- WORK ITEM
Copy out the summary of the auto manufacturing bill below, word for word and in full.

- SOURCE PASSAGE

────

The bill trades larger, targeted tax incentives and stronger benefits for qualifying domestic auto workers and reduced near-term compliance costs for manufacturers against higher long-term emissions and public-health risks, fiscal costs and deficits, increased legal/regulatory uncertainty, and advantages for larger firms over smaller competitors.
Qualifying U.S. automobile manufacturing workers (assembly, engines/transmissions, battery cells) would receive higher compensation including wage-based profit-sharing, platinum-level group health coverage, and stronger retirement contributions when their employers claim the deduction.
Employers that meet the bill's domestic-assembly and U.S.-production tests can claim a large tax deduction (tied to eligible wages), creating a strong financial incentive to onshore final assembly and key component production.
Removing near-term stricter EPA/NHTSA standards and delaying new requirements reduces immediate compliance costs for vehicle manufacturers and suppliers and can slow near-term price increases for new vehicles.
Removing stricter vehicle emissions and efficiency standards and restricting regulators from requiring EV production or sales will likely increase greenhouse gas and air pollutant emissions compared with the stronger rules, worsening air quality and public health—especially in communities already burdened by pollution.

────

- DATASET CONTENT
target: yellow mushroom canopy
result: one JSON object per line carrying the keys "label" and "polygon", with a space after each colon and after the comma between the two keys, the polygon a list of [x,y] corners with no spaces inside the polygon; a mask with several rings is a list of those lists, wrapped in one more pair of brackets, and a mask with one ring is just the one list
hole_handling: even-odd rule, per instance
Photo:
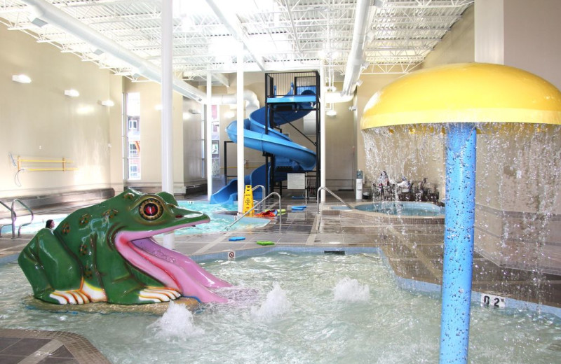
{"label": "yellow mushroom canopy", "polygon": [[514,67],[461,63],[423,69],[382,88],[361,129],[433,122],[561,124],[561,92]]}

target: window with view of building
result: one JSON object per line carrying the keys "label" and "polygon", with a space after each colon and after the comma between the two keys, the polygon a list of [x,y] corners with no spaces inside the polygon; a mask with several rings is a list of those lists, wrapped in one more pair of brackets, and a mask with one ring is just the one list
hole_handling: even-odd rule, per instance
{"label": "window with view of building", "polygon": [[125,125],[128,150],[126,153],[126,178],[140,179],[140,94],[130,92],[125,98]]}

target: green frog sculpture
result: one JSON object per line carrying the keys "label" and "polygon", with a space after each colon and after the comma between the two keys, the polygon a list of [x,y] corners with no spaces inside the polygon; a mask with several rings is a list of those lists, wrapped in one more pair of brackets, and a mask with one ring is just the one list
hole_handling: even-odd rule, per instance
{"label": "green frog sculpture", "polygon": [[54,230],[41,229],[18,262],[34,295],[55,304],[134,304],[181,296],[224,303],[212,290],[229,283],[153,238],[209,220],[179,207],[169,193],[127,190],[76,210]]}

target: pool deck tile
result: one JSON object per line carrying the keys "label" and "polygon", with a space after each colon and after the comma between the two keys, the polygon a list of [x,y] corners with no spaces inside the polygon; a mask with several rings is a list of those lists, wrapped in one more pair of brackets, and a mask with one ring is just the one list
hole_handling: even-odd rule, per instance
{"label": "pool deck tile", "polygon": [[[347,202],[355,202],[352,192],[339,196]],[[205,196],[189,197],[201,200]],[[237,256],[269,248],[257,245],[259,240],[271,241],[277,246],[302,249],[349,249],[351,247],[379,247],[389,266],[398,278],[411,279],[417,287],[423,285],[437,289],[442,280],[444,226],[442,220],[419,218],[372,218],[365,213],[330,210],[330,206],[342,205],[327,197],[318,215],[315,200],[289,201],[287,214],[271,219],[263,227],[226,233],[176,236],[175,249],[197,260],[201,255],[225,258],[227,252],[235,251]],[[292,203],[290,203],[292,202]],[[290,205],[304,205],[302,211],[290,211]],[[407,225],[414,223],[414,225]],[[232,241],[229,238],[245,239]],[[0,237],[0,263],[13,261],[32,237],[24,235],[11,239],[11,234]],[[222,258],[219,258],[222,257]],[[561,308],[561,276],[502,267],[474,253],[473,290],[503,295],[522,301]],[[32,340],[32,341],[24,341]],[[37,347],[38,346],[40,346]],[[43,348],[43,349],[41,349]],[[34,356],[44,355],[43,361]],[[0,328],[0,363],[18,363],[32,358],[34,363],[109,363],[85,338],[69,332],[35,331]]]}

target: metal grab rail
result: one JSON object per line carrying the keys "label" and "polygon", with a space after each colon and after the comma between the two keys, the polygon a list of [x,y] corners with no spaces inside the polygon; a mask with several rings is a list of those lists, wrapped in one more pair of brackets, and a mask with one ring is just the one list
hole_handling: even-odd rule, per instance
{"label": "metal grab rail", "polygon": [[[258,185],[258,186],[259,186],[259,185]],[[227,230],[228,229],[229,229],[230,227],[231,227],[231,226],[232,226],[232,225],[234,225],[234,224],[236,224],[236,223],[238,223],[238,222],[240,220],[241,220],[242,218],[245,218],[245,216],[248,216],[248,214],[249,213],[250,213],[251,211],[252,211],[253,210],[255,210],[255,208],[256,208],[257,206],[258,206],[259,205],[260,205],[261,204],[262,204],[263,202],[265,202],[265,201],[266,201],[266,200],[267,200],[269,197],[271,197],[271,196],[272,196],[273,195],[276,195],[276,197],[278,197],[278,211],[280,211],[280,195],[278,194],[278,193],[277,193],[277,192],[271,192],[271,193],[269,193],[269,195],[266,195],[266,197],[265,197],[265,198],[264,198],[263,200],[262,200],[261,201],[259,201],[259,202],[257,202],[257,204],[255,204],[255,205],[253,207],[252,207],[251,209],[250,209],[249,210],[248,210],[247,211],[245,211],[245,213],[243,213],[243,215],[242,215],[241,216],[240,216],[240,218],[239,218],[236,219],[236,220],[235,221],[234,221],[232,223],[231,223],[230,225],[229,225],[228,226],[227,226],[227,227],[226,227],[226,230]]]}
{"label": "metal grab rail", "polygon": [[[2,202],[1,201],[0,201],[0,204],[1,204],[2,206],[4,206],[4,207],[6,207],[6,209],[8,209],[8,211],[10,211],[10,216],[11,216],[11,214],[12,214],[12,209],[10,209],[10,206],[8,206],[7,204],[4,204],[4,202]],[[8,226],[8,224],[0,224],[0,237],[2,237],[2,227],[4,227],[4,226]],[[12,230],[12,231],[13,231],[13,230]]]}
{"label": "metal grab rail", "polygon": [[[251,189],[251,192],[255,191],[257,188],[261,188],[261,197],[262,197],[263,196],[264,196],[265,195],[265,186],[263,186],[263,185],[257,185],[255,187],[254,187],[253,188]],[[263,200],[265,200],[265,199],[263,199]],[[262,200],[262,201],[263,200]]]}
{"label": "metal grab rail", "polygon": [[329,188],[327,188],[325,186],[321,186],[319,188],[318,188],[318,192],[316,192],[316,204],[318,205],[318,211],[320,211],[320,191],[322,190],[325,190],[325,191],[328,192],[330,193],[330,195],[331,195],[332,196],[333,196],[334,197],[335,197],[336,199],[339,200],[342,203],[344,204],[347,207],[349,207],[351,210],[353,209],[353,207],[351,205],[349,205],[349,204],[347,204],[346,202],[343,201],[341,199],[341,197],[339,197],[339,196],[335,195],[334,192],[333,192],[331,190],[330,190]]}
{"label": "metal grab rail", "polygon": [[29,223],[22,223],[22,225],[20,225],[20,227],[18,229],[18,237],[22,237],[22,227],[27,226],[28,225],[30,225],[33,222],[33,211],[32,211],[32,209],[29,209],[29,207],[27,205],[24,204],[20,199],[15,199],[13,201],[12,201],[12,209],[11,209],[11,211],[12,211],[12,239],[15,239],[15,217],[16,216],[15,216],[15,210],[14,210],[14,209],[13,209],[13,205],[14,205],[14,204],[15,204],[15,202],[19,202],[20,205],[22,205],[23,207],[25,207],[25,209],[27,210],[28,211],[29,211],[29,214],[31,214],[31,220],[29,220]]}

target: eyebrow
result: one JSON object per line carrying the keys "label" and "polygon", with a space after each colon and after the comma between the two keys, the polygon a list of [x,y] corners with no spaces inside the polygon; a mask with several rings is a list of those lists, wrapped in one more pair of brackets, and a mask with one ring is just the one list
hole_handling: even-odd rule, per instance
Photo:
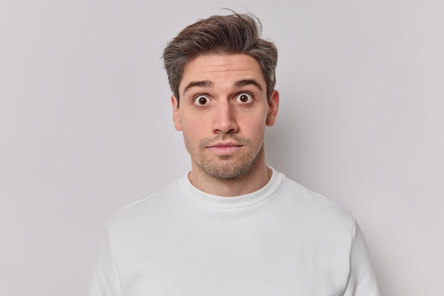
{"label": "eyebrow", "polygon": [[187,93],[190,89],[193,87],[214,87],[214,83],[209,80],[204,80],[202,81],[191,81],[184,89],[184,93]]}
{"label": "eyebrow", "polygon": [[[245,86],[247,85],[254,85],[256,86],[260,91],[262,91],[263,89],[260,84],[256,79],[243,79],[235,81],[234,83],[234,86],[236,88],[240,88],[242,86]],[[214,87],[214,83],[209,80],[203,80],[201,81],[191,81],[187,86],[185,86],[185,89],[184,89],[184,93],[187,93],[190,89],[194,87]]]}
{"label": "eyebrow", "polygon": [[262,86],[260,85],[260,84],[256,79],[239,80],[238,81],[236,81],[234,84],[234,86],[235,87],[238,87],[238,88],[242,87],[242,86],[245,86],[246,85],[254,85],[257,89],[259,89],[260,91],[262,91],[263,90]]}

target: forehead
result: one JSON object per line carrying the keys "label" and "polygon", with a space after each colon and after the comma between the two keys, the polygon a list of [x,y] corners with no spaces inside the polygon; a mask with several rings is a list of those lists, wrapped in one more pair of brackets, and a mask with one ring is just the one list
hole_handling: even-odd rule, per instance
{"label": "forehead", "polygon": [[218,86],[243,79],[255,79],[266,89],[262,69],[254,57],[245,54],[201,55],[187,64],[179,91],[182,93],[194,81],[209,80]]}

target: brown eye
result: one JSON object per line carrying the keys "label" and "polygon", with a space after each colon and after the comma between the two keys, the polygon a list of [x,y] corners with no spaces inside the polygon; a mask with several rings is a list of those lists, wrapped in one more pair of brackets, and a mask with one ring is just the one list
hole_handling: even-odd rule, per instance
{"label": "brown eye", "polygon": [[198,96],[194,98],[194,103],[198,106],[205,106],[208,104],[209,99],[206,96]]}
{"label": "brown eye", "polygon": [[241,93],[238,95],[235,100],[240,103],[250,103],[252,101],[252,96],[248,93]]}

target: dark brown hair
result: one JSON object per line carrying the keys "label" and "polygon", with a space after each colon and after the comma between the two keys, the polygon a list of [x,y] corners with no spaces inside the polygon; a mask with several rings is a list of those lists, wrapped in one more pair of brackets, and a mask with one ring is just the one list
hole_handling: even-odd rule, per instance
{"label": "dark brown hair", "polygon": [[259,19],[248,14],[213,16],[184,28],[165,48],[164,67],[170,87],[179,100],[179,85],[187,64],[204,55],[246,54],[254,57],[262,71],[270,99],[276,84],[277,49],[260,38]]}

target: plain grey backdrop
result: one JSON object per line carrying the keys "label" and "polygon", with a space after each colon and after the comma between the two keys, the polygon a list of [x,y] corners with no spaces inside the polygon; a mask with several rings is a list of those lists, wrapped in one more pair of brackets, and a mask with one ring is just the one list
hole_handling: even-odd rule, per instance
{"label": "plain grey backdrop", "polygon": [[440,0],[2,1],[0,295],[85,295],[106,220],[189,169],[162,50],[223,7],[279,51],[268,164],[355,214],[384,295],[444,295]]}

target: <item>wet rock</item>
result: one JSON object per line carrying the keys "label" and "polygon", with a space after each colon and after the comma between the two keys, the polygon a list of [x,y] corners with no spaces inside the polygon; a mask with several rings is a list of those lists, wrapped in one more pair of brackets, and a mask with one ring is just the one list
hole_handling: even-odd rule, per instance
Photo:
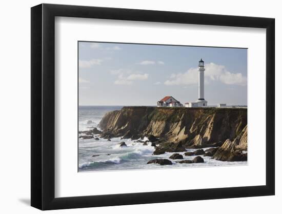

────

- ANSWER SECTION
The bill trades larger, targeted tax incentives and stronger benefits for qualifying domestic auto workers and reduced near-term compliance costs for manufacturers against higher long-term emissions and public-health risks, fiscal costs and deficits, increased legal/regulatory uncertainty, and advantages for larger firms over smaller competitors.
Qualifying U.S. automobile manufacturing workers (assembly, engines/transmissions, battery cells) would receive higher compensation including wage-based profit-sharing, platinum-level group health coverage, and stronger retirement contributions when their employers claim the deduction.
Employers that meet the bill's domestic-assembly and U.S.-production tests can claim a large tax deduction (tied to eligible wages), creating a strong financial incentive to onshore final assembly and key component production.
Removing near-term stricter EPA/NHTSA standards and delaying new requirements reduces immediate compliance costs for vehicle manufacturers and suppliers and can slow near-term price increases for new vehicles.
Removing stricter vehicle emissions and efficiency standards and restricting regulators from requiring EV production or sales will likely increase greenhouse gas and air pollutant emissions compared with the stronger rules, worsening air quality and public health—especially in communities already burdened by pollution.